> DATA FOR THE TASK:
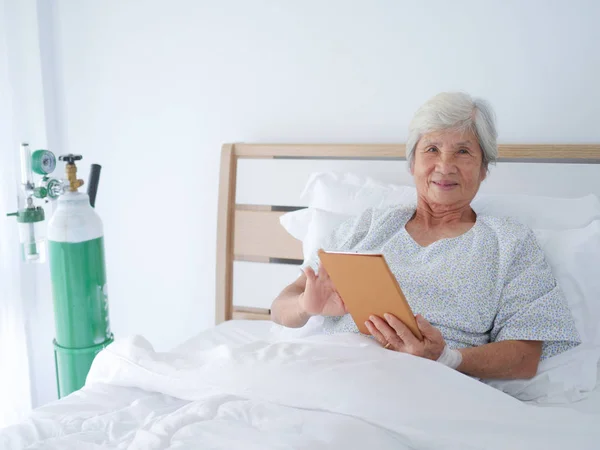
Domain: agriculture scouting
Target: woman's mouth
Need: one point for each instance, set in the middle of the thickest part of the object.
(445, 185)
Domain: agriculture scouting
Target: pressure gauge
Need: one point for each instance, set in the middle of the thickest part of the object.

> TASK GOAL:
Search the entries above for "Target". Return every line that has it.

> RESPONSE AREA:
Target: woman's mouth
Target: pressure gauge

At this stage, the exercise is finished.